■ Requirements: For the copy, please give all of the data again exactly and leave the pictures out.

** Begin **

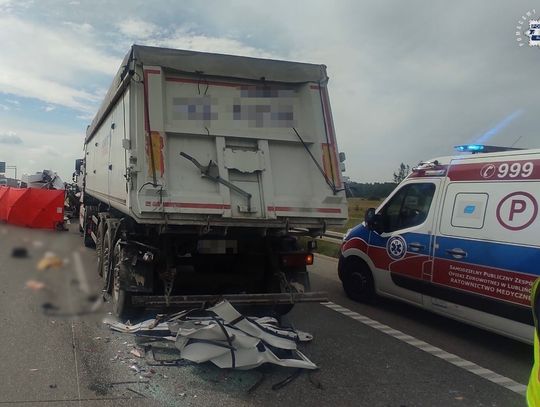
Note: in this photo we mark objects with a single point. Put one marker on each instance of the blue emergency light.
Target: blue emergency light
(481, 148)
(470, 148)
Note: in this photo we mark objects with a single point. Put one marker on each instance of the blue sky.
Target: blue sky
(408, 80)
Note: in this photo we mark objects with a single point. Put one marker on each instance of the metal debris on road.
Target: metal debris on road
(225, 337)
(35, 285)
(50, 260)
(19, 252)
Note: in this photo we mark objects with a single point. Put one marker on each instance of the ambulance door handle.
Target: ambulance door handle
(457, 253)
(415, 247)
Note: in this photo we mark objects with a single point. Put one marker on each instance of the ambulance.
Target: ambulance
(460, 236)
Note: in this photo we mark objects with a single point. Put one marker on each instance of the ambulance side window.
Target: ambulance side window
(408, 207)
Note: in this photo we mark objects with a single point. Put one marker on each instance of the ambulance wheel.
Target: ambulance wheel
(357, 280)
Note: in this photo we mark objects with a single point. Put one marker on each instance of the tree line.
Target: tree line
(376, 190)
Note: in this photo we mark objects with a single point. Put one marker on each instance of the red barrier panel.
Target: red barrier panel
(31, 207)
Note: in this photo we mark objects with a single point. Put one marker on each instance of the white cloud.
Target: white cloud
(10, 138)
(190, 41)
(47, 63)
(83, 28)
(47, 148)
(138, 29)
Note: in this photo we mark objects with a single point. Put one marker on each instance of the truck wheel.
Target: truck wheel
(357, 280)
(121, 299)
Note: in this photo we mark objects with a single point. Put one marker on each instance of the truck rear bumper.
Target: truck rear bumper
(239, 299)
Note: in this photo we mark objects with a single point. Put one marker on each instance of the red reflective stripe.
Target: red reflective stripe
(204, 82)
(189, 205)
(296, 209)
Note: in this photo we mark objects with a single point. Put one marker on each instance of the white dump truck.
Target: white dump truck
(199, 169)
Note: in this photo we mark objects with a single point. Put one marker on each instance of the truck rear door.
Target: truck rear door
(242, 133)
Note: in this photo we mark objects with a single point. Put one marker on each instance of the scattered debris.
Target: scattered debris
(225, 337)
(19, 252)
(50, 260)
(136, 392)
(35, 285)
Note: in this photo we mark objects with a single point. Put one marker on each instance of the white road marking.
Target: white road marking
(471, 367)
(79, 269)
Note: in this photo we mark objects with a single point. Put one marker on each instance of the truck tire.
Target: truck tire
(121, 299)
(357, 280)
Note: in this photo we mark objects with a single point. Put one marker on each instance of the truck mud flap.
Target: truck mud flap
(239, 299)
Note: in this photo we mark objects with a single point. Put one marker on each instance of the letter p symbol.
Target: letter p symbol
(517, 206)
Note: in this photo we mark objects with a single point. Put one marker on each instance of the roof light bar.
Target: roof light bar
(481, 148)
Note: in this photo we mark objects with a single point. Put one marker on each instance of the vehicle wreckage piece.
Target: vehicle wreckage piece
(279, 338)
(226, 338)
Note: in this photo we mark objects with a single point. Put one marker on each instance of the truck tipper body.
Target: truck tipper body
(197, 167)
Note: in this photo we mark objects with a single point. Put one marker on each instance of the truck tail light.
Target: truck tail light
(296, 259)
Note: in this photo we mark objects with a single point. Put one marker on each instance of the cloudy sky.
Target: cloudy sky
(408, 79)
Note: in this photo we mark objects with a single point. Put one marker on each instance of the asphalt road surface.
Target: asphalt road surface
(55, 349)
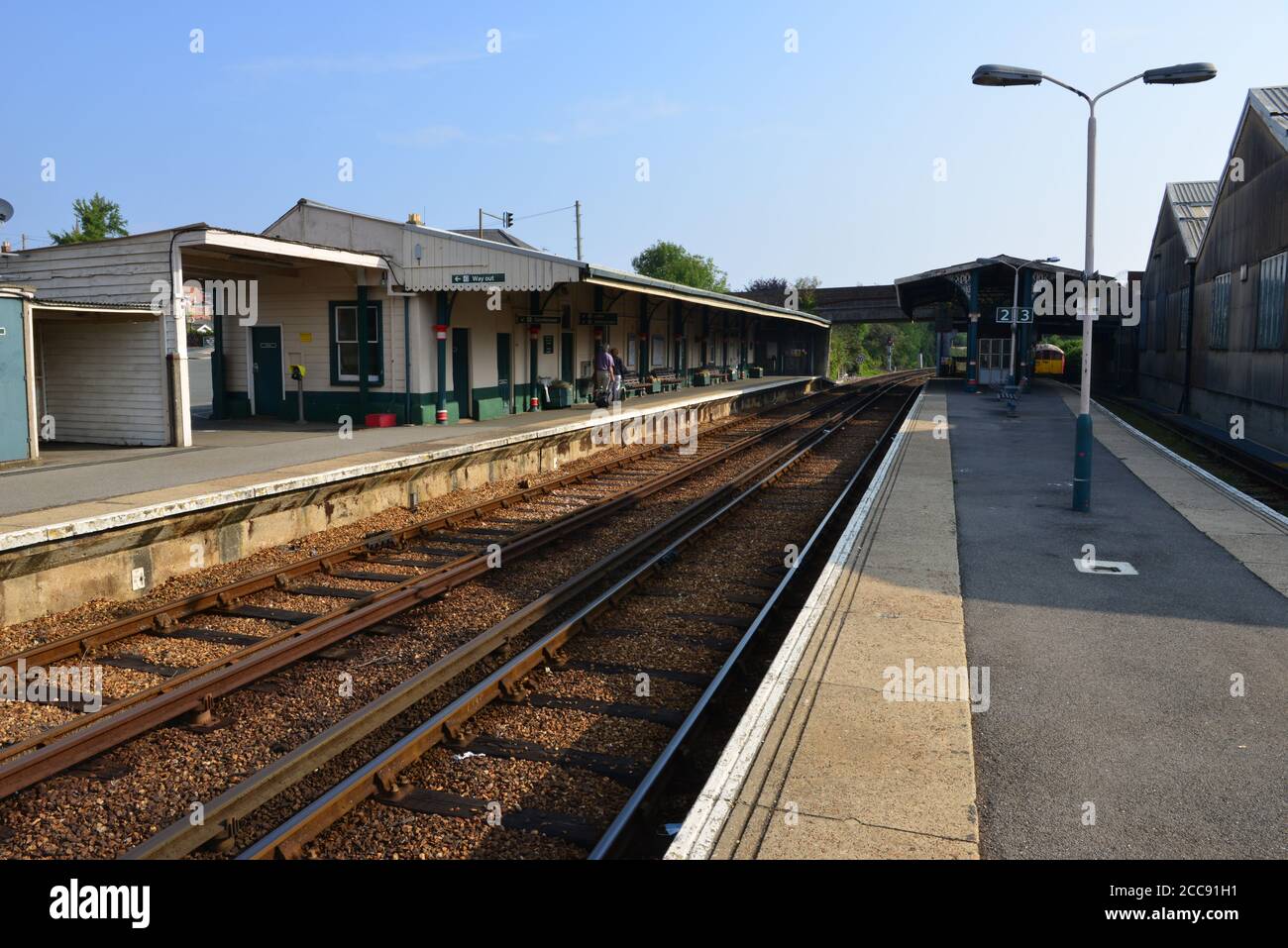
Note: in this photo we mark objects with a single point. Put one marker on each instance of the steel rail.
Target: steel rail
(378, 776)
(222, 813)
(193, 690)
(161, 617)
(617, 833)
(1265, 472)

** End **

■ Response:
Note: in this photo we mark objects with a single point. Put one marker on each instance of the blue emergency light.
Target: blue emergency light
(481, 148)
(470, 148)
Note: in this photo we mark objects with a single point. Put one marker on each instance of the blue sky.
Target: blue sky
(408, 80)
Note: in this photo we mark objects with a single point. Put one marker on each instance of the metal debris on road.
Target: metal debris on road
(225, 337)
(35, 285)
(50, 260)
(19, 252)
Note: in this photo we mark objects with a single point. Put one marker on each instance of the ambulance door handle.
Target: ambulance door handle
(457, 253)
(415, 247)
Note: in this photo we mark objects with a single point. Put one marker on each instance of the ambulance.
Target: ambulance
(460, 236)
Note: in this photo we mark objects with a single point. Put one marker on each instance of the ambulance side window.
Target: ambulance side window
(408, 207)
Note: in this photo we mark objects with a single point. Put one marker on each instance of the ambulance wheel.
Target: ambulance wheel
(357, 280)
Note: in this photo we mark objects with a single point. Put one marker on each instance of the tree line.
Target: tree line
(376, 190)
Note: in this photo we mark objects with a single point. Put one marker on each instance of the red barrier panel.
Target: red barrier panel
(31, 207)
Note: in this photo we mark objects with a single point. Put one marker on each instance of the white cloud.
Target: white cloud
(10, 138)
(190, 41)
(47, 63)
(83, 28)
(47, 148)
(138, 29)
Note: in this photo we mark objects with a single point. Put one marker on each instance of the truck wheel.
Target: truck wheel
(357, 280)
(121, 299)
Note: in this photo we mark objects with a single point. Put one marker on each instance of the truck rear bumper.
Target: truck rear bumper
(239, 299)
Note: in this photo we mark objects with a single point. Put one marker on each instance of the red reflective stripe.
Target: red reflective stripe
(204, 82)
(189, 205)
(296, 209)
Note: in this photo we mark objects with a single point. Put one marker on each instance of the white dump truck.
Target: white dump truck
(199, 169)
Note: in this photo we mark objects with a single point. Put one marker on each instance of the truck rear door.
Target: truck rear door
(242, 133)
Note: in this photo we mark objects with a single point. Put one marker on each instance of the scattered debris.
Target: scattered debris
(225, 337)
(19, 252)
(50, 260)
(136, 392)
(35, 285)
Note: in this photo we mark objects with a single point. Put one marker on each instance of the white road marking.
Target: white road marking
(471, 367)
(79, 269)
Note: in this photo we mark objects with a single point. Put one marker on each instance of the truck tire.
Target: truck tire
(121, 299)
(357, 280)
Note: in this photo we mark objects with a single point. Put one marker on each instance of the truck mud flap.
Target: truck mud flap
(239, 299)
Note: in this photo we mark objects with a single point. Put one marker on each instance of the letter p symbol.
Target: letter p symbol
(517, 206)
Note: in this photo we mark objects with a single point. Put one marker on each instance of the roof light bar.
Target: roof light bar
(481, 148)
Note: in this photo we mark objects with a single point. Put one marker on each instance of the vehicle wreckage piece.
Target: vehicle wreckage piece
(279, 338)
(226, 338)
Note: in this photo we mark objects with a single point. Put one marker on each instance of the truck tipper body.
Target: truck tipper body
(197, 167)
Note: in this photo we mark objects with a single point. Put one marker on each instance of the truck tail light.
Target: truck tail light
(296, 259)
Note: in this photo we mark objects with a single point. Put one marker on each instance of the cloudy sky.
Target: cloudy sky
(408, 79)
Note: in this photo we mark objects with a single point. Put one marker on each instance of the asphalt road surface.
Target: asphalt road surface
(55, 349)
Note: in this photo we mark objects with a single point. Put one marker on each instance of the steel rail.
Target: steel rail
(378, 776)
(222, 813)
(193, 690)
(161, 617)
(617, 833)
(1265, 472)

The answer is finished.